• [QUOTED TEXT]
=====

Load CIFAR-10 with Numpy

Posted on July 26, 2017

python, numpy, load cifar-10, frombuffer, urllib, urlretrieve, tarfile

There are lots of CIFAR-10 loaders out there. This one…

Does not unzip the CIFAR-10 tar file (leaner)
Loads straight into Numpy (faster)
Downloads the tar file automatically if missing (easier)

Install:

pip install cifar10_web

Usage:

train_images, train_labels, test_images, test_labels = cifar10(path=None)

Options:

If you leave path as None, it defaults to /home/USER/data/cifar10/ or the Windows equivalent, which I believe is C:\Users\USER\data\cifar10\.
If the CIFAR-10 tar file is missing from path, it will be downloaded to path, and you’ll be told that’s happening.
Labels are onehot row vectors each of length 10
Images are flattened row vectors each of length 3072

Speed:

Loads in 3.5 seconds. Downloads and loads in 9.5 seconds if tar file not present in path.

Source code

"""Load from /home/USER/data/cifar10 or elsewhere; download if missing."""

import tarfile
import os
from urllib.request import urlretrieve
import numpy as np


def cifar10(path=None):
    r"""Return (train_images, train_labels, test_images, test_labels).

    Args:
        path (str): Directory containing CIFAR-10. Default is
            /home/USER/data/cifar10 or C:\Users\USER\data\cifar10.
            Create if nonexistant. Download CIFAR-10 if missing.

    Returns:
        Tuple of (train_images, train_labels, test_images, test_labels), each
            a matrix. Rows are examples. Columns of images are pixel values,
            with the order (red -> blue -> green). Columns of labels are a
            onehot encoding of the correct class.
    """
    url = 'https://www.cs.toronto.edu/~kriz/'
    tar = 'cifar-10-binary.tar.gz'
    files = ['cifar-10-batches-bin/data_batch_1.bin',
             'cifar-10-batches-bin/data_batch_2.bin',
             'cifar-10-batches-bin/data_batch_3.bin',
             'cifar-10-batches-bin/data_batch_4.bin',
             'cifar-10-batches-bin/data_batch_5.bin',
             'cifar-10-batches-bin/test_batch.bin']

    if path is None:
        # Set path to /home/USER/data/mnist or C:\Users\USER\data\mnist
        path = os.path.join(os.path.expanduser('~'), 'data', 'cifar10')

    # Create path if it doesn't exist
    os.makedirs(path, exist_ok=True)

    # Download tarfile if missing
    if tar not in os.listdir(path):
        urlretrieve(''.join((url, tar)), os.path.join(path, tar))
        print("Downloaded %s to %s" % (tar, path))

    # Load data from tarfile
    with tarfile.open(os.path.join(path, tar)) as tar_object:
        # Each file contains 10,000 color images and 10,000 labels
        fsize = 10000 * (32 * 32 * 3) + 10000

        # There are 6 files (5 train and 1 test)
        buffr = np.zeros(fsize * 6, dtype='uint8')

=====

• [WRITTEN REQUEST 1]
Say whether each statement agrees with the CIFAR-10 loader page, answering yes or no and quoting the words that decide it. (a) The loader unzips the tar file before loading. (b) Labels are onehot row vectors of length 10. (c) Images are flattened row vectors of length 1024.
• [WRITTEN REQUEST 2]
According to the CIFAR-10 loader page, what command installs the loader?
• [WRITTEN REQUEST 3]
Rename "tar file" to "archive" in the part of the CIFAR-10 loader page starting at "Does not unzip" and ending at "test_labels = cifar10(path=None)".
The material after this page is separate from it.

• [RECORDED DATA]
=====

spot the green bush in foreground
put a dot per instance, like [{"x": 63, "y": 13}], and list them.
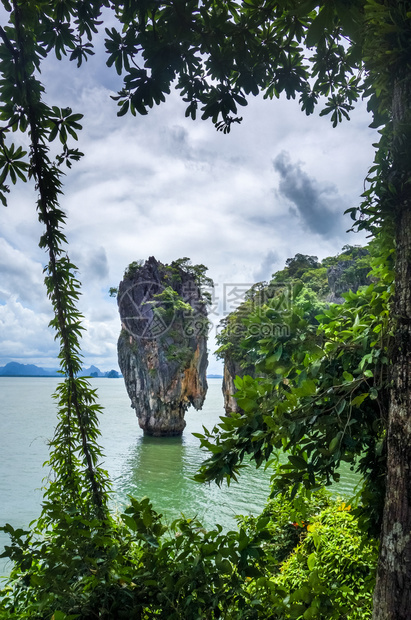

=====

• [EXERCISE RESULT 1]
(a) No: "Does not unzip the CIFAR-10 tar file (leaner)"
(b) Yes: "Labels are onehot row vectors each of length 10"
(c) No: "Images are flattened row vectors each of length 3072"

• [EXERCISE RESULT 2]
pip install cifar10_web

• [EXERCISE RESULT 3]
Does not unzip the CIFAR-10 archive (leaner)
Loads straight into Numpy (faster)
Downloads the archive automatically if missing (easier)

Install:

pip install cifar10_web

Usage:

train_images, train_labels, test_images, test_labels = cifar10(path=None)